An embarrassingly simple approach to recover unlearned knowledge for LLMs
Overview of the result
- Paper claims: model “unlearning” is often implemented as small weight updates that suppress specific knowledge while preserving overall performance.
- Discussion consensus: quantization can effectively erase those tiny deltas, making the “forgotten” knowledge accessible again in the quantized model.
- Several commenters liken this to removing a thin layer of censorship rather than erasing the underlying memory.
Unlearning vs. guardrails
- Distinction:
- Unlearning = trying to make the model truly forget certain facts via weight changes.
- Guardrails = instructing the model not to say certain things, while the knowledge remains.
- Multiple comments argue most current “unlearning” is closer to “guardrails in weights” – lowering the probability of certain outputs.
- From an information-theoretic angle, some argue that if information can be recovered by any process (like quantization or clever prompting), it was never really removed.
Threat models, safety, and misuse
- Concern: if unlearning is fragile, models “cleaned” of harmful or copyrighted content may still leak it via quantization or other transformations.
- Specific risks mentioned: instructions for drugs, poisons, explosives, and other illegal activities.
- Counterpoint: much of this information is already widely available (e.g., manuals, Wikipedia), and regulators often fixate on AI while ignoring existing channels.
- Some expect future “quantization-robust unlearning,” but others think quantization is just one of many ways to undo weak unlearning.

> Extracted material
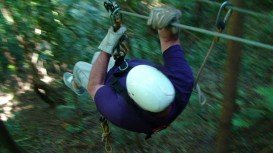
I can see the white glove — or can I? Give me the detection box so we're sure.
[147,6,181,33]
[98,26,126,55]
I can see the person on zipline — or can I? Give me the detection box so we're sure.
[64,7,194,135]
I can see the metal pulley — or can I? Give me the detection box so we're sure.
[216,1,233,32]
[104,0,122,32]
[104,0,129,63]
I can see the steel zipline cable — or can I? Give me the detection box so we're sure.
[120,10,273,50]
[196,0,273,19]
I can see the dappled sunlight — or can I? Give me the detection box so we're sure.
[0,93,14,121]
[0,93,14,106]
[141,0,164,9]
[1,8,14,25]
[34,28,42,35]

> Actions to take
a - Retype the part of the summary on LLM unlearning starting with "- Several commenters" and going on through "the knowledge remains.".
b - Write what comes next in the summary on LLM unlearning, picking up after its last line.
The data come from a separate source and are unrelated to the summary on LLM unlearning.

> Expected outputs
a -
- Several commenters liken this to removing a thin layer of censorship rather than erasing the underlying memory.
Unlearning vs. guardrails
- Distinction:
- Unlearning = trying to make the model truly forget certain facts via weight changes.
- Guardrails = instructing the model not to say certain things, while the knowledge remains.

b -
Copyright, data ownership, and ethics
- Long subthread criticizes LLMs as extracting value from a public good (the internet) without compensating most creators, especially small ones.
- Others compare this to humans, teachers, or encyclopedias learning from and reselling knowledge, arguing the key issue is verbatim copying and IP misuse, not training itself.
- There is disagreement on whether current practices are “theft” or transformative fair use; courts and new laws are seen as inevitable.
Broader AI debates
- Some see this as more evidence that we’re just hacking censorship layers onto “spicy autocomplete,” and that speculative AGI/“superalignment” discourse distracts from present harms.
- Others argue long-term transformative impact of AI is still likely, analogous (positively or negatively) to past overhyped technologies like 3D printing.
Paper quality and language
- One commenter criticizes the English of the preprint; others respond that it’s just an arXiv draft, that the writing is acceptable, and that attacking non-native English is unfair or racist.